# start of Excerpted data

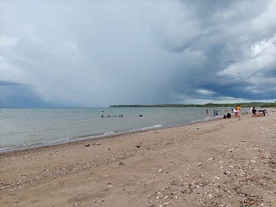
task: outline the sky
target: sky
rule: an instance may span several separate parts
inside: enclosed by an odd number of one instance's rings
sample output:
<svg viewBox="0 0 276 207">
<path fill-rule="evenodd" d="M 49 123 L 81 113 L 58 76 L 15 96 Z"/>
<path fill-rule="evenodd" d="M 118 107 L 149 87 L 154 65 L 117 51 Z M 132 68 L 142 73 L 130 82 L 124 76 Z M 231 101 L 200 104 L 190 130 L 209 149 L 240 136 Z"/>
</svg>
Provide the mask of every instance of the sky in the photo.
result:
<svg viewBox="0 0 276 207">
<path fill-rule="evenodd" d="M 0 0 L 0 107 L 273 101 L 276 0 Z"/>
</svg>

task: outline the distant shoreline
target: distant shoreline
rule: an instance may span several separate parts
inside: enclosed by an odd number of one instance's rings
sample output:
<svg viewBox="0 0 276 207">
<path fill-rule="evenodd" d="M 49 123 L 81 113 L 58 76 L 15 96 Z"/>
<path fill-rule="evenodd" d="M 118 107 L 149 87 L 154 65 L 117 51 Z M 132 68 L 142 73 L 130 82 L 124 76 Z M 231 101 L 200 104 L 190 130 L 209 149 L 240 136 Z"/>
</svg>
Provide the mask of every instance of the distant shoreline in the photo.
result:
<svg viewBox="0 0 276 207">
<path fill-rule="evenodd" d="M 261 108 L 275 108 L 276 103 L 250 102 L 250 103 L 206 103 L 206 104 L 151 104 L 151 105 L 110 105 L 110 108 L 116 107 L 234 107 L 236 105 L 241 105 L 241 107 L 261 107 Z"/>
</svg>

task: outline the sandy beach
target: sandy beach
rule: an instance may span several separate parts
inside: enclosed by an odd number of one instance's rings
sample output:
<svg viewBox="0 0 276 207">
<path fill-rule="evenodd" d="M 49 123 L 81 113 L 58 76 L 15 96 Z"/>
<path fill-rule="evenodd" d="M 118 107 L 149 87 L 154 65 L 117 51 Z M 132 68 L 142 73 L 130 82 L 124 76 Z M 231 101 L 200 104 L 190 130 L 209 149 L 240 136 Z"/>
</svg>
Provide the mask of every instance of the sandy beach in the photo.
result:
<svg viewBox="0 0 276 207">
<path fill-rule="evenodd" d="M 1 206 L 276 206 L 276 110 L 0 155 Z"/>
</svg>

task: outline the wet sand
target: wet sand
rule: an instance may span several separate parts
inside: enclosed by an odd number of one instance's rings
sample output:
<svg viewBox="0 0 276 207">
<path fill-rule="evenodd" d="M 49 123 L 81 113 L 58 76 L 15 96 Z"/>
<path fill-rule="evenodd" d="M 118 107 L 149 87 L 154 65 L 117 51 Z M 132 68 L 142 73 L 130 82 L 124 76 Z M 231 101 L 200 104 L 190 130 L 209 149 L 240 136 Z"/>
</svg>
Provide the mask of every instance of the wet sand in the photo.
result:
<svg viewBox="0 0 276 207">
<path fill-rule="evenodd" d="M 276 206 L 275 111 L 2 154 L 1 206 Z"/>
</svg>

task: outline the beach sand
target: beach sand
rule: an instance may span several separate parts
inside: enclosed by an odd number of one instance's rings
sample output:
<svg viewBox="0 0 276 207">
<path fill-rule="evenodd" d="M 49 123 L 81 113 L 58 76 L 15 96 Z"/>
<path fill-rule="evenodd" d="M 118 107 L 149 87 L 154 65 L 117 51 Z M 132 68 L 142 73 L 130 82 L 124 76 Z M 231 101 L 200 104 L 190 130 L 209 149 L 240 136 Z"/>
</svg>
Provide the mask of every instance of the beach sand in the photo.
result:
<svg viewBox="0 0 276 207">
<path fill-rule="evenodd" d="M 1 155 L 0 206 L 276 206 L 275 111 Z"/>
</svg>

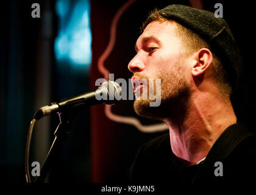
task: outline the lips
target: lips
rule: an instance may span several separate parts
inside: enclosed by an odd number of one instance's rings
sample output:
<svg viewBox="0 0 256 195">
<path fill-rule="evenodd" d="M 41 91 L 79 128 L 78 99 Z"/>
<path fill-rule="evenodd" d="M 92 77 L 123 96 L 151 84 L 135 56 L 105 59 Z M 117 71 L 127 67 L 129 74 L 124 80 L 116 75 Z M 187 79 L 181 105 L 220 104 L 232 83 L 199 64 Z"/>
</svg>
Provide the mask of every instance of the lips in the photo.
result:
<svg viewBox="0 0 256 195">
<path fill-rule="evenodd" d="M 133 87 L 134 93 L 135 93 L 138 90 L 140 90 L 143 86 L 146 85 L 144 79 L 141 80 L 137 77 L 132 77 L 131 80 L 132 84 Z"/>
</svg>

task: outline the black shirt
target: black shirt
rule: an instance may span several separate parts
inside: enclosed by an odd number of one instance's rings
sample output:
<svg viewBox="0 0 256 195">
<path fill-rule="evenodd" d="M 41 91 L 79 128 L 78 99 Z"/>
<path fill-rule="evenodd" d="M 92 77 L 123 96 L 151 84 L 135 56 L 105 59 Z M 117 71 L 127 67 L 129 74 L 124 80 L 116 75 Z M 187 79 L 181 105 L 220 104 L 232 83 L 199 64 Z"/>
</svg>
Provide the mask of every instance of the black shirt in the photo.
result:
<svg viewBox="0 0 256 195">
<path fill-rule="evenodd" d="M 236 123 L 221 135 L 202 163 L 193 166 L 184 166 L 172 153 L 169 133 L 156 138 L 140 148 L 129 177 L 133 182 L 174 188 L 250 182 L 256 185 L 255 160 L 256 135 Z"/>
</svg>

# end of Excerpted data

_Problem requirements:_ Starting at the line that contains "task: outline the beach sand" and continuing through the end of the listing, express each line as one string in a JSON list, with blank lines and the pictures left out.

_Problem solution:_
[
  "task: outline the beach sand",
  "target: beach sand",
  "rule: an instance may span several separate parts",
  "inside: enclosed by an odd number of one instance's rings",
  "sample output:",
  "<svg viewBox=\"0 0 276 207\">",
  "<path fill-rule=\"evenodd\" d=\"M 49 123 L 81 113 L 58 76 L 15 96 Z\"/>",
  "<path fill-rule=\"evenodd\" d=\"M 118 107 L 149 87 L 154 65 L 117 51 Z M 132 68 L 142 73 L 130 82 L 124 76 Z M 231 101 L 200 104 L 190 130 L 209 149 L 240 136 Z\"/>",
  "</svg>",
  "Provide the mask of every instance of the beach sand in the photo.",
  "result:",
  "<svg viewBox=\"0 0 276 207\">",
  "<path fill-rule=\"evenodd\" d=\"M 1 155 L 0 206 L 276 206 L 275 111 Z\"/>",
  "</svg>",
  "task: outline the lips",
  "target: lips",
  "rule: an instance may span several separate parts",
  "inside: enclosed by an odd number of one instance's rings",
  "sample output:",
  "<svg viewBox=\"0 0 256 195\">",
  "<path fill-rule=\"evenodd\" d=\"M 41 91 L 79 128 L 78 99 Z\"/>",
  "<path fill-rule=\"evenodd\" d=\"M 92 77 L 123 96 L 151 84 L 135 56 L 105 59 Z M 117 71 L 127 67 L 129 74 L 124 80 L 116 75 Z M 187 79 L 181 105 L 220 104 L 232 83 L 199 64 Z\"/>",
  "</svg>",
  "Provide the mask of every instance of the lips in the photo.",
  "result:",
  "<svg viewBox=\"0 0 256 195\">",
  "<path fill-rule=\"evenodd\" d=\"M 133 87 L 134 93 L 135 93 L 138 90 L 140 90 L 143 86 L 146 85 L 144 79 L 141 80 L 137 77 L 132 77 L 131 80 L 132 84 Z\"/>",
  "</svg>",
  "task: outline the black shirt",
  "target: black shirt",
  "rule: an instance may span several separate parts",
  "inside: enclosed by an odd number of one instance's rings",
  "sample output:",
  "<svg viewBox=\"0 0 256 195\">",
  "<path fill-rule=\"evenodd\" d=\"M 41 91 L 79 128 L 78 99 Z\"/>",
  "<path fill-rule=\"evenodd\" d=\"M 92 77 L 123 96 L 151 84 L 135 56 L 105 59 Z M 117 71 L 127 67 L 129 74 L 124 80 L 116 75 Z M 187 79 L 181 105 L 220 104 L 232 83 L 199 64 Z\"/>",
  "</svg>",
  "Provide the mask of every instance of the black shirt in the photo.",
  "result:",
  "<svg viewBox=\"0 0 256 195\">",
  "<path fill-rule=\"evenodd\" d=\"M 236 123 L 221 135 L 202 163 L 193 166 L 184 166 L 172 153 L 169 133 L 156 138 L 140 148 L 129 177 L 133 182 L 174 188 L 250 182 L 256 185 L 255 160 L 256 135 Z\"/>",
  "</svg>"
]